##### Data supplied #####
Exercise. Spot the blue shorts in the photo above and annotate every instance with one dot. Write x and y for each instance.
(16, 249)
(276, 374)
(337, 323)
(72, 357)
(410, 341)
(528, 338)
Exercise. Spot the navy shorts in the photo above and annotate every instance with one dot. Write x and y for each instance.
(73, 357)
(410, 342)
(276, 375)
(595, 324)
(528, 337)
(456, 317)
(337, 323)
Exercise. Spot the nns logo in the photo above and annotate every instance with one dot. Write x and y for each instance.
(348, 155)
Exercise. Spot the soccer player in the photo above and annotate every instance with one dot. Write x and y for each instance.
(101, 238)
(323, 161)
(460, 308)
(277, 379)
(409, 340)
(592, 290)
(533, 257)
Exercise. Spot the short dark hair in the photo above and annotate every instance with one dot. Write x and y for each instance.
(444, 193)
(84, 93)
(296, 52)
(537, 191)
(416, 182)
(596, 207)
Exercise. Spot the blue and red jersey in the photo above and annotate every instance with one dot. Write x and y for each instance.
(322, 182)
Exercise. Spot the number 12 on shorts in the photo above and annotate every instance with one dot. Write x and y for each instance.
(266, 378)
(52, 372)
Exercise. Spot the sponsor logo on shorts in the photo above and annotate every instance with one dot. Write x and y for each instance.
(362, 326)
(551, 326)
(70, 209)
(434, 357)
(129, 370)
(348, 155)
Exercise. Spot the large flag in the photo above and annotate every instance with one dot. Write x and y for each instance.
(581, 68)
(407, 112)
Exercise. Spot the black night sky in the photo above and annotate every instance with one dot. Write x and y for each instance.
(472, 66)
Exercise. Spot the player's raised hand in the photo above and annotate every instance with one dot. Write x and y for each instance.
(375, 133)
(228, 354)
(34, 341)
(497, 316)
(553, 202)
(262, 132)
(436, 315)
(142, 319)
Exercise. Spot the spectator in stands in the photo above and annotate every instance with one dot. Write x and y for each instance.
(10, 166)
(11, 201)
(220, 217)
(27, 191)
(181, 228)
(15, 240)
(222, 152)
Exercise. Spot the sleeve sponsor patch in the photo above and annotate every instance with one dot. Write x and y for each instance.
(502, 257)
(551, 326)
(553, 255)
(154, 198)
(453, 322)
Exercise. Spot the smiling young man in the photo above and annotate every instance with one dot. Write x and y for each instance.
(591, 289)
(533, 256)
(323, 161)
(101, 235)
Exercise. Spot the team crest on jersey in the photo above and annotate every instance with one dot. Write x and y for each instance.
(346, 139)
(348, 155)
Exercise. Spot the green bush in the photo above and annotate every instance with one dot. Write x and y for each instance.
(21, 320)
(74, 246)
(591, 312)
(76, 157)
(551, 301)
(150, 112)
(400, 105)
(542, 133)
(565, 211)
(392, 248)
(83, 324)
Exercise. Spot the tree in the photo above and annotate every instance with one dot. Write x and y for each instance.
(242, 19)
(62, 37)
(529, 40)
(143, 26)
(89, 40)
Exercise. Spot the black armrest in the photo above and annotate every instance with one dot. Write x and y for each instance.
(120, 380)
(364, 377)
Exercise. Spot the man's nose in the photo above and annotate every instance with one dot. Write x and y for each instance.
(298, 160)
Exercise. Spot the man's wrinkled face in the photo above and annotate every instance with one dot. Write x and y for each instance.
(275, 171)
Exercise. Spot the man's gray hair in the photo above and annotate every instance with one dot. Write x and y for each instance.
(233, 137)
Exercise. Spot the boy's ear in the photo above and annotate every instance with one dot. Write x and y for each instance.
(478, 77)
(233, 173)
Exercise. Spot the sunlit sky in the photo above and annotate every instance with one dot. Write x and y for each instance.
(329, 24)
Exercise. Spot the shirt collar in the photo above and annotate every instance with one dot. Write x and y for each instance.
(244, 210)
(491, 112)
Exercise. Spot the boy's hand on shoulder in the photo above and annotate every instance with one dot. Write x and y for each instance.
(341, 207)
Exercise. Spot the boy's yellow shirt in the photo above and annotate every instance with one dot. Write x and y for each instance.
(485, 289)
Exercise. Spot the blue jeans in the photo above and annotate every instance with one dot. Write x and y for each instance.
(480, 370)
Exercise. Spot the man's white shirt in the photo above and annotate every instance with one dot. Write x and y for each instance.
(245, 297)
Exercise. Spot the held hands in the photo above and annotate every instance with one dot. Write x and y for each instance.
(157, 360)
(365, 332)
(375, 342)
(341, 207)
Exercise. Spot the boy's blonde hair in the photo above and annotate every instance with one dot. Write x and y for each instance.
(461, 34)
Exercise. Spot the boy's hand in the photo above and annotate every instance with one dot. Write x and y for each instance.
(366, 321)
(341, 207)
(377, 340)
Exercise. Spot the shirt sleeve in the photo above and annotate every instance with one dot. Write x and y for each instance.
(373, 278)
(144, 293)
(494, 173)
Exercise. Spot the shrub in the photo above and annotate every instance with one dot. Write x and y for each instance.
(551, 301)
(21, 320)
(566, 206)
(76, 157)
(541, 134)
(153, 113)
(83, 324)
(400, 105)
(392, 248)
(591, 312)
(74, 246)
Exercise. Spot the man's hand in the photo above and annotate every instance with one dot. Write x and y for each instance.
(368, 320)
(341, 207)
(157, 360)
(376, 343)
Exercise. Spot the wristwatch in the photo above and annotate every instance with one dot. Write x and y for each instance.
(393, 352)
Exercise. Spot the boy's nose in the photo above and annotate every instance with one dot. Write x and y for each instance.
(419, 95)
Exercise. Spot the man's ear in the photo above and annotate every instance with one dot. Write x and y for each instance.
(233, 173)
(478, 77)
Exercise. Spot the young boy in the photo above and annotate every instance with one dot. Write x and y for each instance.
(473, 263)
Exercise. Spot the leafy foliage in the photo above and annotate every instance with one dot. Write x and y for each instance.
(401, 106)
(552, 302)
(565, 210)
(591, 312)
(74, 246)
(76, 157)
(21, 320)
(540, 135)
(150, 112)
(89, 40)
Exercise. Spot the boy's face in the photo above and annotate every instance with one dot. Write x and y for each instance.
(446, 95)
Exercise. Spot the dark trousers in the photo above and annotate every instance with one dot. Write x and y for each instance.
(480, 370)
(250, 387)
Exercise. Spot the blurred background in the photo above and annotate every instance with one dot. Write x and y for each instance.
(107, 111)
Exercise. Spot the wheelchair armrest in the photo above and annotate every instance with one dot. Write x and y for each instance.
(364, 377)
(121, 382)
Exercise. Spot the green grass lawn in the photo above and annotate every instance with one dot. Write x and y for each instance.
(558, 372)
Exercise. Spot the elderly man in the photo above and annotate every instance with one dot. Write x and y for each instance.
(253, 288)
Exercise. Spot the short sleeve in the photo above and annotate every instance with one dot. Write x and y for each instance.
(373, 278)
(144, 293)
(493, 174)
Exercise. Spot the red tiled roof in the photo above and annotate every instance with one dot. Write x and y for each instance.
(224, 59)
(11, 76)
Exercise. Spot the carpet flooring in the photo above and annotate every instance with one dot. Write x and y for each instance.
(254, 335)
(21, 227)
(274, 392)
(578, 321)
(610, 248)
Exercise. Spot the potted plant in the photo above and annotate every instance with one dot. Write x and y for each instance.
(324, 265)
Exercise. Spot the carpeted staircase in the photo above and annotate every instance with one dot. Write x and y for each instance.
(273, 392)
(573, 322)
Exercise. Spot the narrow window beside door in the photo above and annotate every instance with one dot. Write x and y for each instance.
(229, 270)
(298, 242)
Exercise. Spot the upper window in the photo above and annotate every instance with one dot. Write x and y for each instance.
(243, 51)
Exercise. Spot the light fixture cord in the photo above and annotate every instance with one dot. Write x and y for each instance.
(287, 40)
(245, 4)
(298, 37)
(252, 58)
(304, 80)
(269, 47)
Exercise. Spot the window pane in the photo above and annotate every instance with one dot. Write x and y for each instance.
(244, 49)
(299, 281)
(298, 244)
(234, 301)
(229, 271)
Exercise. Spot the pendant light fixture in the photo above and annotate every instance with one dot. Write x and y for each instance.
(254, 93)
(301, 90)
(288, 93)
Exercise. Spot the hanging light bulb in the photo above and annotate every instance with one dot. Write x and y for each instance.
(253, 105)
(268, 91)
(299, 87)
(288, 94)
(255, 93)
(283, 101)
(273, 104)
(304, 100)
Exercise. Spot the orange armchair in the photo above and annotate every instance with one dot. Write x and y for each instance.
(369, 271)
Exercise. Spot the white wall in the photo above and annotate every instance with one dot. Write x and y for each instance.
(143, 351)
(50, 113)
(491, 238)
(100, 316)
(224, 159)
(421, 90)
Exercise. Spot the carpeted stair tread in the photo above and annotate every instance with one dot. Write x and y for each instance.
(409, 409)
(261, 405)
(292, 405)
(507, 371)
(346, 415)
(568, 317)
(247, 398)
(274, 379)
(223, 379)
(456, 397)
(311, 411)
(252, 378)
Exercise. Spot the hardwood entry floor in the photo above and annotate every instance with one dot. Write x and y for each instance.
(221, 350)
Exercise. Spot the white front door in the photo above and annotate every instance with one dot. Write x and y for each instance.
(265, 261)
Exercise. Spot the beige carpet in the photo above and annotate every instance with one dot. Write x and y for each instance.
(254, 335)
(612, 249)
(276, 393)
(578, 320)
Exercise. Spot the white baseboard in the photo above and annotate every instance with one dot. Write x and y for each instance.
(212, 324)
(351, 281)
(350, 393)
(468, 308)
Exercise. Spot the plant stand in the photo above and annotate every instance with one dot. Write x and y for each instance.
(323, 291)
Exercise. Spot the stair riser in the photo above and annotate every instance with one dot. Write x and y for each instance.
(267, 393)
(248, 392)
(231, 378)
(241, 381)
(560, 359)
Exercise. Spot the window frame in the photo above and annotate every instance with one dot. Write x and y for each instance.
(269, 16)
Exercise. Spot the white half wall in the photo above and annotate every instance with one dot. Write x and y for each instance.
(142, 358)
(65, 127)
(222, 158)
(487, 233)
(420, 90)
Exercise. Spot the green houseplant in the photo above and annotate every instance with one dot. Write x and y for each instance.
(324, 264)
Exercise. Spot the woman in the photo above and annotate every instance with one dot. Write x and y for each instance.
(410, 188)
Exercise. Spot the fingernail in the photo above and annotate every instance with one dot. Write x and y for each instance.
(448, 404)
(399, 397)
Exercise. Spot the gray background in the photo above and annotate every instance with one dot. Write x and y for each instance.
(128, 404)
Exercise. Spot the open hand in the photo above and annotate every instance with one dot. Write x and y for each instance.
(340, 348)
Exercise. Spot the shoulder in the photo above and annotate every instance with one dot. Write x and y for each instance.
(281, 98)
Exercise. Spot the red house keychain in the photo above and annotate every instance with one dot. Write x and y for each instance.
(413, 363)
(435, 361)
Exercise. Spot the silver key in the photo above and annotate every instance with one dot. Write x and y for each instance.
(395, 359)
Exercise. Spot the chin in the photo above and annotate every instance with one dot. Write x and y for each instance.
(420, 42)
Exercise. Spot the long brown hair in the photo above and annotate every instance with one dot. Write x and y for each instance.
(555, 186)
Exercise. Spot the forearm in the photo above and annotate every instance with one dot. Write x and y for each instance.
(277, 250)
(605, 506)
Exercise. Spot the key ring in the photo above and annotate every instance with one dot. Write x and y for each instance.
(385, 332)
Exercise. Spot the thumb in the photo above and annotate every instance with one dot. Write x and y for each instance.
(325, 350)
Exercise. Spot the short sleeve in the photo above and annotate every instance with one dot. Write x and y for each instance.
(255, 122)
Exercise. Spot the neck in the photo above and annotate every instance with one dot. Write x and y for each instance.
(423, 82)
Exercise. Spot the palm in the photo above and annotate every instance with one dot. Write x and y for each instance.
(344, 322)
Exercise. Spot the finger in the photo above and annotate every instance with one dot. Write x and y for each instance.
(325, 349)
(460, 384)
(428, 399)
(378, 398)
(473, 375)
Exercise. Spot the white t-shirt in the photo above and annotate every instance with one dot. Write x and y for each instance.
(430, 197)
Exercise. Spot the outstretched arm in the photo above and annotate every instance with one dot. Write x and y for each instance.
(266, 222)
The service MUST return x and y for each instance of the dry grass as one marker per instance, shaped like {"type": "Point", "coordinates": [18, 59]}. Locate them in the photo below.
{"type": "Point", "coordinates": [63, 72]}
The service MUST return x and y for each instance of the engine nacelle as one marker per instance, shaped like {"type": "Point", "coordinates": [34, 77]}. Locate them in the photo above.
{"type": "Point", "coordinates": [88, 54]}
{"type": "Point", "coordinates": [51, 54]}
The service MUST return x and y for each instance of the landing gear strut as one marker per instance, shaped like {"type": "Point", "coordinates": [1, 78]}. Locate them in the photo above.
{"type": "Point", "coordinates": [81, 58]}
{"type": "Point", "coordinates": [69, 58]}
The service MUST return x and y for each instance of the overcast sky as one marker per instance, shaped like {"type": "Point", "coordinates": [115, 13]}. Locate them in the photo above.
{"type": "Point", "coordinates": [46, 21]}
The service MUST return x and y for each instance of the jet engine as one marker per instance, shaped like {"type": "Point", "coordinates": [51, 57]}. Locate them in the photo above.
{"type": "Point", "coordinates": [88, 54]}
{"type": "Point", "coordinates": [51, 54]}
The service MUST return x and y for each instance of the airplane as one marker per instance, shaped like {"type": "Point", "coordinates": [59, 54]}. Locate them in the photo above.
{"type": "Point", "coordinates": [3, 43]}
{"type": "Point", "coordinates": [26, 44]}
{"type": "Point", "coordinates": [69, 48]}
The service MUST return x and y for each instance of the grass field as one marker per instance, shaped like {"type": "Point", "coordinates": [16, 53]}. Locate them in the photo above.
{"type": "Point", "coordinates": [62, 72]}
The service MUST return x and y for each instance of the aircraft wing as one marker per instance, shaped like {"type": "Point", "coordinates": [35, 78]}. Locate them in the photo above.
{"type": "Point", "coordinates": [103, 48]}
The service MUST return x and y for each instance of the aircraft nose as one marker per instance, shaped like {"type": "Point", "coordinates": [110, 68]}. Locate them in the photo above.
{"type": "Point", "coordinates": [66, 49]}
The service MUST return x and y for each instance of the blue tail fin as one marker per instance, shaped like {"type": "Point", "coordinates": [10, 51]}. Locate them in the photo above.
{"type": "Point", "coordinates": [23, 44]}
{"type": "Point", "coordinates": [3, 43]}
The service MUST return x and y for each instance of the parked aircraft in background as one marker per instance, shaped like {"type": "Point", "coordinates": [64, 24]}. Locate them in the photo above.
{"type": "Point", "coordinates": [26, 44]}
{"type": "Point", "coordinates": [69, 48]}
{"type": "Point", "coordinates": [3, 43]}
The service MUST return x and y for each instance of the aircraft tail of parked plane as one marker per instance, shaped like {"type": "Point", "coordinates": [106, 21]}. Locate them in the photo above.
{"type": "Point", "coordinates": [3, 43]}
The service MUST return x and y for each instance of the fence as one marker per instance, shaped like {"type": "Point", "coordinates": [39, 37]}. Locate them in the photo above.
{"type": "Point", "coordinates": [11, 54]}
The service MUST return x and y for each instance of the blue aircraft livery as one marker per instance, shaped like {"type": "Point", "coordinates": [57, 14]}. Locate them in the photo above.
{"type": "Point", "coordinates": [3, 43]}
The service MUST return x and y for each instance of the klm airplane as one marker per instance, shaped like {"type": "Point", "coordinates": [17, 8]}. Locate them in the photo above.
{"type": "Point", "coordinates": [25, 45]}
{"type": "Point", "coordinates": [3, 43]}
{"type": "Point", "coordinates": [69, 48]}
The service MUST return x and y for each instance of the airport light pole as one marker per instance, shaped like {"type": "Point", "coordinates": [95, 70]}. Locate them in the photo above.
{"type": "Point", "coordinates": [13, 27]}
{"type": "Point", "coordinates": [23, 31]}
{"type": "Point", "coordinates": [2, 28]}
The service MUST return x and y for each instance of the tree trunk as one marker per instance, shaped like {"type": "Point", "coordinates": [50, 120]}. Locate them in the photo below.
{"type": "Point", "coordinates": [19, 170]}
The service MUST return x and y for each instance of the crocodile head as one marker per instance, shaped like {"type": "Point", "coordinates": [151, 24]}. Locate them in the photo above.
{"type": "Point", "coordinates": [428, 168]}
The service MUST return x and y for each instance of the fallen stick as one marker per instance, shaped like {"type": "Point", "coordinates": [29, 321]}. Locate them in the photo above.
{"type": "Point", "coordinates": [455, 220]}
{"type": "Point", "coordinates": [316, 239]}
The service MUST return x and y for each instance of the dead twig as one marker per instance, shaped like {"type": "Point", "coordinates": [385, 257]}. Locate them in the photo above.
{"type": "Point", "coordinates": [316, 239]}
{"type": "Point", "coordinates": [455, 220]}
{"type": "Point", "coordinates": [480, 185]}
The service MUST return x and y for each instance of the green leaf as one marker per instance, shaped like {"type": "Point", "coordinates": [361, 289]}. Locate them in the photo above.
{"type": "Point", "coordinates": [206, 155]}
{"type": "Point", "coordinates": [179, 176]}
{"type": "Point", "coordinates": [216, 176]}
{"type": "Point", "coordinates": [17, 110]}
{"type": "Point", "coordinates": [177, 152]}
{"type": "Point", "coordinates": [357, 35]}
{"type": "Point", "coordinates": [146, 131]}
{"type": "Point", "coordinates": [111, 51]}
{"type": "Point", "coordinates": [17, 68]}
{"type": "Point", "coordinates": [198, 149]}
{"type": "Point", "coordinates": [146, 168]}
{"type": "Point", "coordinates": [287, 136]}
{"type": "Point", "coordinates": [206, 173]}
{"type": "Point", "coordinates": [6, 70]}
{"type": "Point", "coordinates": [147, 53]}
#####
Everything from the line containing "of the fallen" to the bottom of the listing is to be set down exactly; leave out all other lines.

The service MUST return x and y for each instance of the fallen stick as one marker per instance, shaped like {"type": "Point", "coordinates": [29, 321]}. Locate them in the photo above.
{"type": "Point", "coordinates": [455, 220]}
{"type": "Point", "coordinates": [316, 239]}
The service MUST return x and y for each instance of the dead twig as one marker per instance, shaped like {"type": "Point", "coordinates": [385, 257]}. Locate them in the photo above.
{"type": "Point", "coordinates": [316, 239]}
{"type": "Point", "coordinates": [455, 220]}
{"type": "Point", "coordinates": [480, 185]}
The service MUST return x and y for each instance of the green leaf as one marker per instance, shaped like {"type": "Point", "coordinates": [361, 289]}. Locate them in the photo above.
{"type": "Point", "coordinates": [206, 155]}
{"type": "Point", "coordinates": [179, 176]}
{"type": "Point", "coordinates": [216, 176]}
{"type": "Point", "coordinates": [17, 110]}
{"type": "Point", "coordinates": [177, 152]}
{"type": "Point", "coordinates": [357, 35]}
{"type": "Point", "coordinates": [146, 131]}
{"type": "Point", "coordinates": [111, 51]}
{"type": "Point", "coordinates": [17, 68]}
{"type": "Point", "coordinates": [198, 149]}
{"type": "Point", "coordinates": [146, 168]}
{"type": "Point", "coordinates": [287, 136]}
{"type": "Point", "coordinates": [206, 173]}
{"type": "Point", "coordinates": [6, 70]}
{"type": "Point", "coordinates": [147, 53]}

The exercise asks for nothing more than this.